:: Task data

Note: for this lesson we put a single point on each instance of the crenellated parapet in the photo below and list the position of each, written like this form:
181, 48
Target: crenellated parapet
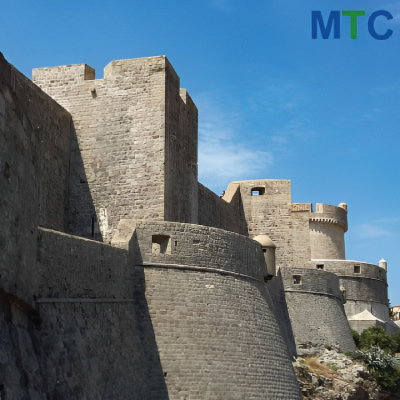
327, 214
328, 225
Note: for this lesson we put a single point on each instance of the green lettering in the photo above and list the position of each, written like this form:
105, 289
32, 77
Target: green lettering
353, 21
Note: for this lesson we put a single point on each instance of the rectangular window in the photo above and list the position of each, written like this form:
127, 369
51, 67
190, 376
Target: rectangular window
258, 191
160, 244
297, 279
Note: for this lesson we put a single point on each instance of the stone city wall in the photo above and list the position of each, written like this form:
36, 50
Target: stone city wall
199, 246
269, 213
327, 227
130, 127
365, 285
316, 309
224, 213
34, 166
217, 336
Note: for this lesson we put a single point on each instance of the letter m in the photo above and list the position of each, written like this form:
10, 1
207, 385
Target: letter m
333, 20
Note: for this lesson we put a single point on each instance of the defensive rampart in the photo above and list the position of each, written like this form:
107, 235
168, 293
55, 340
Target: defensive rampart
34, 166
136, 143
365, 286
315, 305
327, 227
211, 314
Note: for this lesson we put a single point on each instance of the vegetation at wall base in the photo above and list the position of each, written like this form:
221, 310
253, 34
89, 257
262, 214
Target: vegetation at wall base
381, 364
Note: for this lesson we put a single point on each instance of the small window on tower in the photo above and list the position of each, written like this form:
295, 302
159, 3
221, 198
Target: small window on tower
161, 244
259, 191
297, 279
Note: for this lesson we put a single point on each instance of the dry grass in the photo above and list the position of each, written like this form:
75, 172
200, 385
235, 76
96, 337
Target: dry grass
316, 367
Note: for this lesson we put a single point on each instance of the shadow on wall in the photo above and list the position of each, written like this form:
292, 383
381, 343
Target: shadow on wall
21, 364
280, 309
224, 213
83, 220
151, 367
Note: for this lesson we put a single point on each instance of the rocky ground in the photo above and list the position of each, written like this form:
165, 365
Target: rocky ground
333, 376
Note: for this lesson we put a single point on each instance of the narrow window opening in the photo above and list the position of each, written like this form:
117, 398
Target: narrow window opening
259, 191
268, 278
161, 244
7, 171
296, 279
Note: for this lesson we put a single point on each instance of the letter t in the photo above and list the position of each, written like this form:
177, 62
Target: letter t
353, 21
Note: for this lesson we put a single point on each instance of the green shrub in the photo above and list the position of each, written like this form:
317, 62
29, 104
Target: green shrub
396, 339
377, 336
356, 338
381, 365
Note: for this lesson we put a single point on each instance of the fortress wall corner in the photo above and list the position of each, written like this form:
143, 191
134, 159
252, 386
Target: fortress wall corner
181, 122
206, 294
365, 286
34, 154
327, 228
316, 309
267, 209
117, 162
224, 213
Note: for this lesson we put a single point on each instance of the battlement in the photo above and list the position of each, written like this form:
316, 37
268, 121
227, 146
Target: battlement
328, 214
66, 74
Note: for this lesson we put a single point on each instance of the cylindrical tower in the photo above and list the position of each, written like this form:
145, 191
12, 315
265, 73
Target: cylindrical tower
327, 227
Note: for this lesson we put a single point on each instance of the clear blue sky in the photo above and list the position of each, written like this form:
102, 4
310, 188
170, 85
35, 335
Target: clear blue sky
273, 103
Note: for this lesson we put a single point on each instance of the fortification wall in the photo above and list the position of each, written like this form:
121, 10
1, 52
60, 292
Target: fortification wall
269, 213
211, 313
180, 154
201, 247
365, 285
316, 309
224, 213
34, 164
327, 227
72, 267
300, 213
131, 127
81, 339
280, 309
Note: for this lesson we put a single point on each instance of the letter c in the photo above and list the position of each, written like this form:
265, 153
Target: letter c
371, 25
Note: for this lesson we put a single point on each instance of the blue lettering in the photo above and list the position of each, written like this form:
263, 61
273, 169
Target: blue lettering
317, 20
371, 25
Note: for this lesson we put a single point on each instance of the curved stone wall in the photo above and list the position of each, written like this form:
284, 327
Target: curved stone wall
211, 314
201, 247
327, 227
365, 285
316, 310
217, 337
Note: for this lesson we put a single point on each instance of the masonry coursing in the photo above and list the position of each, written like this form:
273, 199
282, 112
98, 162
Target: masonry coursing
124, 277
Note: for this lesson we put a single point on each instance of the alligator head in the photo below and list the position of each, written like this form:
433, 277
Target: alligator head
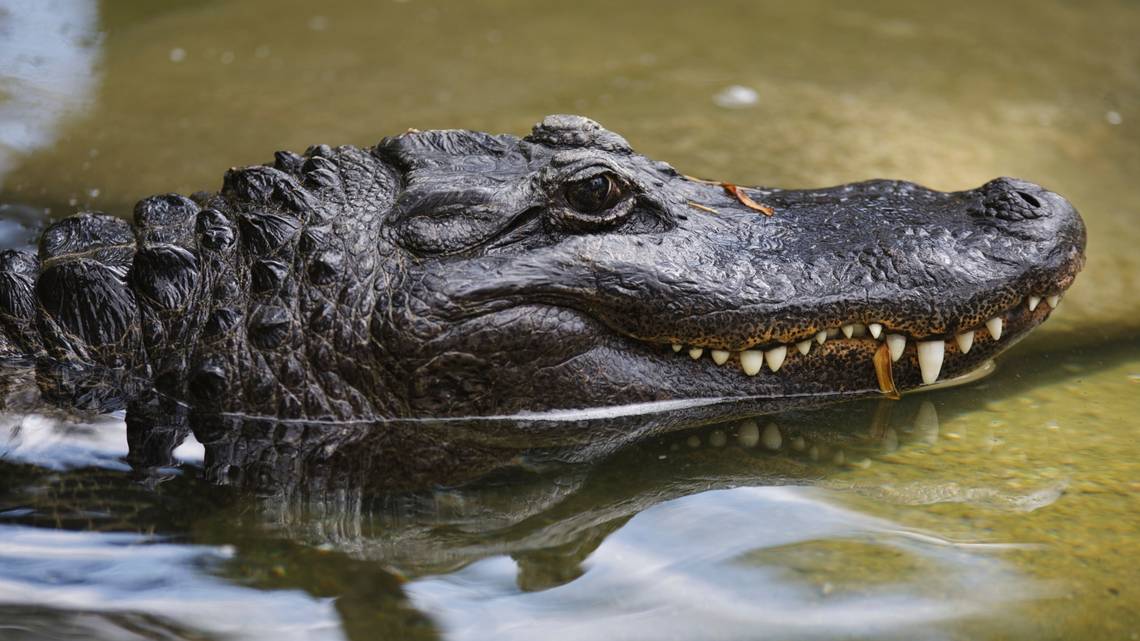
455, 273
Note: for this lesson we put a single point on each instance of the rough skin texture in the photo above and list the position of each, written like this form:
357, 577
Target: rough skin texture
457, 274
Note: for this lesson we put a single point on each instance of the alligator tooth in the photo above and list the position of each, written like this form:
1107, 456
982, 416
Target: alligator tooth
751, 360
896, 343
774, 357
930, 354
994, 326
965, 341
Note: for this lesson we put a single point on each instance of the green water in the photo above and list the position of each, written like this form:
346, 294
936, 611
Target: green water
1007, 509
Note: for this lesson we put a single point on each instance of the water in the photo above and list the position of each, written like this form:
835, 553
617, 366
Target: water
1004, 509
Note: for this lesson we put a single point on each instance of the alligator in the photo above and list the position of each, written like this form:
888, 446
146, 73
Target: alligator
454, 273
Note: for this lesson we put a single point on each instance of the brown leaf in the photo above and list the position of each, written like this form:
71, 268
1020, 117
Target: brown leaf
744, 200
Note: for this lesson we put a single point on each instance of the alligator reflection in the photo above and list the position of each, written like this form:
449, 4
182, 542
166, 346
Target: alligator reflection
672, 528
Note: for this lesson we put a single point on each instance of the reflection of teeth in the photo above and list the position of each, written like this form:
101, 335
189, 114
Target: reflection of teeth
774, 357
896, 343
965, 341
994, 326
751, 360
748, 433
771, 437
930, 354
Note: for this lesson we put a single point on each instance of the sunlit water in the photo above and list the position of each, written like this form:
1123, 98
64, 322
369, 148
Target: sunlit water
1006, 509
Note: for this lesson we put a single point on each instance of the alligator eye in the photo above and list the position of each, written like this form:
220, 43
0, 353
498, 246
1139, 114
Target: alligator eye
592, 195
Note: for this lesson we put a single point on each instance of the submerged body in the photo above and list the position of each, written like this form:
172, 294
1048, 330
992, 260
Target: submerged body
461, 274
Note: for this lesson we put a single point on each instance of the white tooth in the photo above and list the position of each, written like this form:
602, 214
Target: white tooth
774, 357
751, 360
930, 354
771, 437
965, 341
895, 345
994, 326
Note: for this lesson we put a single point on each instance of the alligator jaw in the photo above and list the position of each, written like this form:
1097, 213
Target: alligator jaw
895, 360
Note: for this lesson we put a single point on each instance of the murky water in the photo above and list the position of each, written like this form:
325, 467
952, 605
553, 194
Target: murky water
1006, 509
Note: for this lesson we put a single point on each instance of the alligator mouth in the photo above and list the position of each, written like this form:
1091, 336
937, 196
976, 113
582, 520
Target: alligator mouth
901, 358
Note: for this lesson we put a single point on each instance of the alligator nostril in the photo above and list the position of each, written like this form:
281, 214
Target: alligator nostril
1029, 200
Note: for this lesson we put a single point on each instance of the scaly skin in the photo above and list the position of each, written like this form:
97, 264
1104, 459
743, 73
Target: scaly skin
457, 274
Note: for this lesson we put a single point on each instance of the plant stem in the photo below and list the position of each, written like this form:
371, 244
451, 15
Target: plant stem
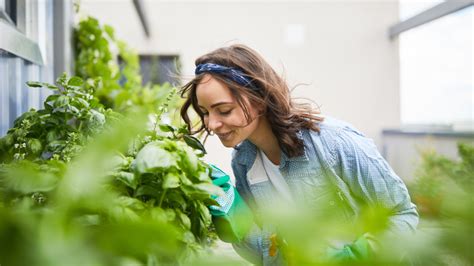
162, 198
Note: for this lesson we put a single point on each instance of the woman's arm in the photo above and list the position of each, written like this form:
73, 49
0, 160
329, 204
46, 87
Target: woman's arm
369, 177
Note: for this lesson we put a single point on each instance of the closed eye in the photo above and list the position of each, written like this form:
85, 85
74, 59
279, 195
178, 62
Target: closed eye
226, 112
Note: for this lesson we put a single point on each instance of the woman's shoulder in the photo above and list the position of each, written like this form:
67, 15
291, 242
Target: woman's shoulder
331, 129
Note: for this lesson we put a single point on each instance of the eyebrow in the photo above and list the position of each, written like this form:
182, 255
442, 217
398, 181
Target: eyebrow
217, 104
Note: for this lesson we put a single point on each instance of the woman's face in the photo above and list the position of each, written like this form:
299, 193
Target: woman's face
222, 114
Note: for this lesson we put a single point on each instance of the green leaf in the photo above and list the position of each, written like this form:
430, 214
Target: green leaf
127, 178
184, 219
152, 158
35, 146
171, 180
167, 128
147, 190
194, 143
34, 84
189, 159
28, 177
75, 81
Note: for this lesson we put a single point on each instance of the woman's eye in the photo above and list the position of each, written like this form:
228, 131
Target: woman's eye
226, 112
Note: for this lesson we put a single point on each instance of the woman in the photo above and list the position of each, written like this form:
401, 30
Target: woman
284, 149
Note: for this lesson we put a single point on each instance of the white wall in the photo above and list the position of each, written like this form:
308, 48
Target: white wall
340, 48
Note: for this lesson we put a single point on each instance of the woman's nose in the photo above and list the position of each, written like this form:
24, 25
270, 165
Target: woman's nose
213, 122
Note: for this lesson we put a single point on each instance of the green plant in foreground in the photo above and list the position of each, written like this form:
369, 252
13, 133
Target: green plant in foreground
435, 171
119, 86
138, 199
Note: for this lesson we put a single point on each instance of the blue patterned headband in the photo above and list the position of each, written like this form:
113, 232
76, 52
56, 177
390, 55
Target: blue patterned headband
229, 72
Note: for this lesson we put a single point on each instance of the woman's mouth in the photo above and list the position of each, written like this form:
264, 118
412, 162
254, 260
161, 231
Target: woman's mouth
224, 136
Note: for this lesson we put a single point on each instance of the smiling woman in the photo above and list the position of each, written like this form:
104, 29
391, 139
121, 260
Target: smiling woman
287, 151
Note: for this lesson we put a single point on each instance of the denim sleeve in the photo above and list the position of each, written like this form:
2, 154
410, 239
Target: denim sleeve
250, 247
371, 179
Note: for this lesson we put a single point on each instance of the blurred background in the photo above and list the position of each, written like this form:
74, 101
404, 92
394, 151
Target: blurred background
400, 71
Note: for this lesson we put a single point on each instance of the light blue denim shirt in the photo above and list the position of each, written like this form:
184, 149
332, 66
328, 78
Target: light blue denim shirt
340, 153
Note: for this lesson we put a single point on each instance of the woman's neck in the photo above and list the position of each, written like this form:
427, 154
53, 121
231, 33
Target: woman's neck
264, 138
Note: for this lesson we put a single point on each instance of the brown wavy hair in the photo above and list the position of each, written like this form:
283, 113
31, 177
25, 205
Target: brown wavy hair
285, 116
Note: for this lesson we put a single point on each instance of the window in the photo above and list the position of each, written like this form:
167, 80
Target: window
8, 11
436, 72
158, 69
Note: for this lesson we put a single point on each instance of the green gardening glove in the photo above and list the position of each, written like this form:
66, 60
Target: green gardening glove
232, 218
361, 249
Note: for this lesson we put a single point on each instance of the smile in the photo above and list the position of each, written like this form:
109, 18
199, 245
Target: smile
224, 135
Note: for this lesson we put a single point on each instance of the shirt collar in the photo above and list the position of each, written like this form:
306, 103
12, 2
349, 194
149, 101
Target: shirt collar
247, 152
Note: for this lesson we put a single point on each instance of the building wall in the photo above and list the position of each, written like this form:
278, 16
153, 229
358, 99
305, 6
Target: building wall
340, 49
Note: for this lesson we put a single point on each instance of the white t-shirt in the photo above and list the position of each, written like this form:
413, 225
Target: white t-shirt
263, 170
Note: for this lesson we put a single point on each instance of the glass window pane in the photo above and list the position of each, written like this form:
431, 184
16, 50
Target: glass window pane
409, 8
436, 74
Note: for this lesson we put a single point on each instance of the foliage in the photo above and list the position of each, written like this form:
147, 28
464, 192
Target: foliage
58, 131
119, 86
114, 177
429, 188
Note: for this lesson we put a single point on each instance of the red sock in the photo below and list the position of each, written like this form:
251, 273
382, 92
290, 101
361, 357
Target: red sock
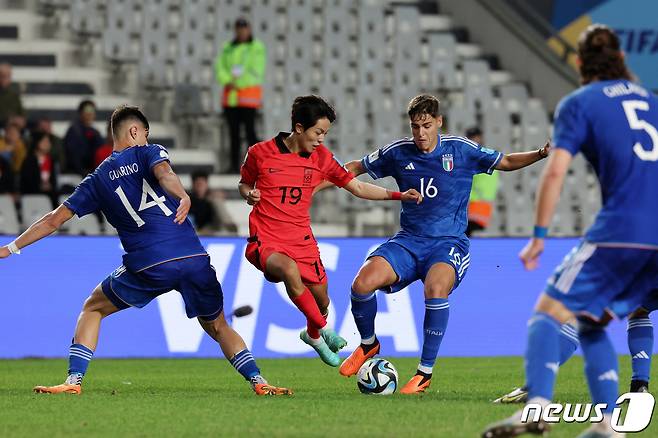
314, 319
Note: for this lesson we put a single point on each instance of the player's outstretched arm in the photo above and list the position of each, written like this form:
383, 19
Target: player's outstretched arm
364, 190
548, 195
354, 167
169, 181
519, 160
38, 230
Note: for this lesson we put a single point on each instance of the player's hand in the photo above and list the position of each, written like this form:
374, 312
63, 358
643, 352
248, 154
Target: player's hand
253, 197
412, 195
529, 255
183, 210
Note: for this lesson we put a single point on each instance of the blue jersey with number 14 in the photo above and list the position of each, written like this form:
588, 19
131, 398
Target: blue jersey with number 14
443, 176
615, 125
124, 189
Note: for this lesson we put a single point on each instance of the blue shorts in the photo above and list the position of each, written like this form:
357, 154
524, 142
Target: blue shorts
411, 257
193, 277
593, 279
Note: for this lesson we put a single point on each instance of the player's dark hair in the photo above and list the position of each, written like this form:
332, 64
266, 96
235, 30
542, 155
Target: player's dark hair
423, 104
600, 55
125, 113
84, 104
307, 110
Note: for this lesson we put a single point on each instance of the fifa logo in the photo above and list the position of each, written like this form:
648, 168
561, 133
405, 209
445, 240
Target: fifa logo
638, 412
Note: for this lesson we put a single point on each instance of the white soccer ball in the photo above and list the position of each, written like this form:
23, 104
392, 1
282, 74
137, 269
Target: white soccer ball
377, 376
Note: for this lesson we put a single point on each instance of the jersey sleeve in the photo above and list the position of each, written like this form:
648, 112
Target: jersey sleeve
335, 172
378, 164
570, 126
249, 169
483, 159
84, 199
154, 154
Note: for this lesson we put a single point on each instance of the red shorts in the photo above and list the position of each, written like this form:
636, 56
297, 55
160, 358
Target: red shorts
306, 254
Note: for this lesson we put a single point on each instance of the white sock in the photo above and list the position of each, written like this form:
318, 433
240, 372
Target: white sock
369, 341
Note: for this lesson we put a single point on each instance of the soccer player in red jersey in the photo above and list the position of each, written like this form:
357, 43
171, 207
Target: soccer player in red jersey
278, 178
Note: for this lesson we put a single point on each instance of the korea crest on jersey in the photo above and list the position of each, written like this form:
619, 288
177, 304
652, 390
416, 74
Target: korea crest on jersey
448, 163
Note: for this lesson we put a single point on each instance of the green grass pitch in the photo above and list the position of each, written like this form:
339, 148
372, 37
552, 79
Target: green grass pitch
206, 397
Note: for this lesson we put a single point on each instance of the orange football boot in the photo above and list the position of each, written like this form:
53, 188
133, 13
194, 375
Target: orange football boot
64, 388
267, 389
416, 385
351, 365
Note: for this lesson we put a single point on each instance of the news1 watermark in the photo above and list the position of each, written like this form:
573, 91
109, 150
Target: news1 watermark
638, 412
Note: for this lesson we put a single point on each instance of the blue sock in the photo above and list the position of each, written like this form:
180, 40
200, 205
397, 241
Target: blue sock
79, 358
542, 355
600, 364
245, 364
437, 311
640, 344
364, 310
568, 342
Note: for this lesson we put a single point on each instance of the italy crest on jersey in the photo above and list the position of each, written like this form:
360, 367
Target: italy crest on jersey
448, 163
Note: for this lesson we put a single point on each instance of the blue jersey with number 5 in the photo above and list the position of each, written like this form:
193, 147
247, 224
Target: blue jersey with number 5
615, 125
124, 189
443, 176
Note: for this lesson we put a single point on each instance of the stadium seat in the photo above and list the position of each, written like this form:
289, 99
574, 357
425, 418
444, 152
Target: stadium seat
477, 85
459, 119
8, 216
497, 129
514, 97
119, 29
155, 44
33, 207
442, 61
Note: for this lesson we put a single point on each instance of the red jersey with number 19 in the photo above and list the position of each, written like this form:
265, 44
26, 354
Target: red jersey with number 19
286, 182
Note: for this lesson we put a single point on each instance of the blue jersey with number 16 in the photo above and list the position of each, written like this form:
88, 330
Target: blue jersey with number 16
615, 125
124, 188
443, 176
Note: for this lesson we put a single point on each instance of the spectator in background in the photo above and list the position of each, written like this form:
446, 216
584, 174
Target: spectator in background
240, 69
207, 216
105, 150
483, 193
39, 171
82, 140
12, 147
6, 177
10, 99
45, 125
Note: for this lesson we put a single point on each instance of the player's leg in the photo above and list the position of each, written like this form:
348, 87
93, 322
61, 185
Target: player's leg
640, 346
439, 283
282, 267
333, 340
376, 273
236, 351
96, 307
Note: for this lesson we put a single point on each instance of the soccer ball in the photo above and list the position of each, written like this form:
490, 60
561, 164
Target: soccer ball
377, 376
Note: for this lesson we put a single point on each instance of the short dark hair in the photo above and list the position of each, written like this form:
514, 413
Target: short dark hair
199, 174
125, 113
423, 104
85, 103
600, 55
307, 110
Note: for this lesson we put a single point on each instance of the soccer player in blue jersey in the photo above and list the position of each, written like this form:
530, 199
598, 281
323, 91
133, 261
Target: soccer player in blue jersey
614, 123
431, 245
144, 200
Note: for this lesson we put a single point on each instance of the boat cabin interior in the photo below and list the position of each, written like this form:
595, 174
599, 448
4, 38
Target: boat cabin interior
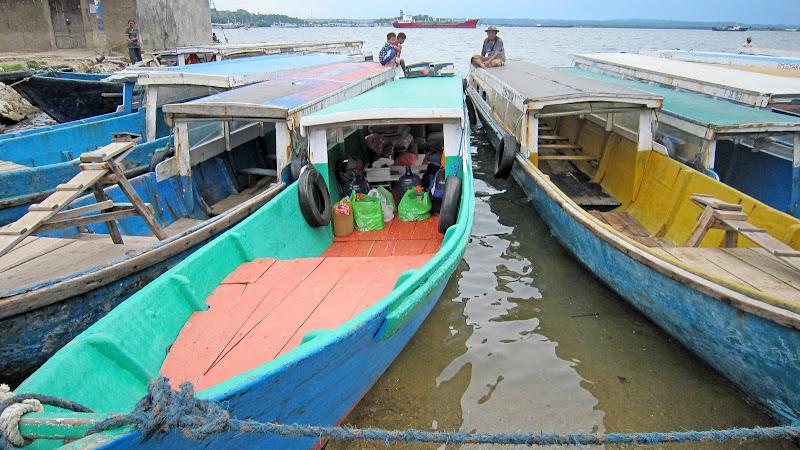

::::

Task goal -
State only how many lines in the material above contain the string "boot", treating uppercase and lowercase letters as different.

Finished answer -
2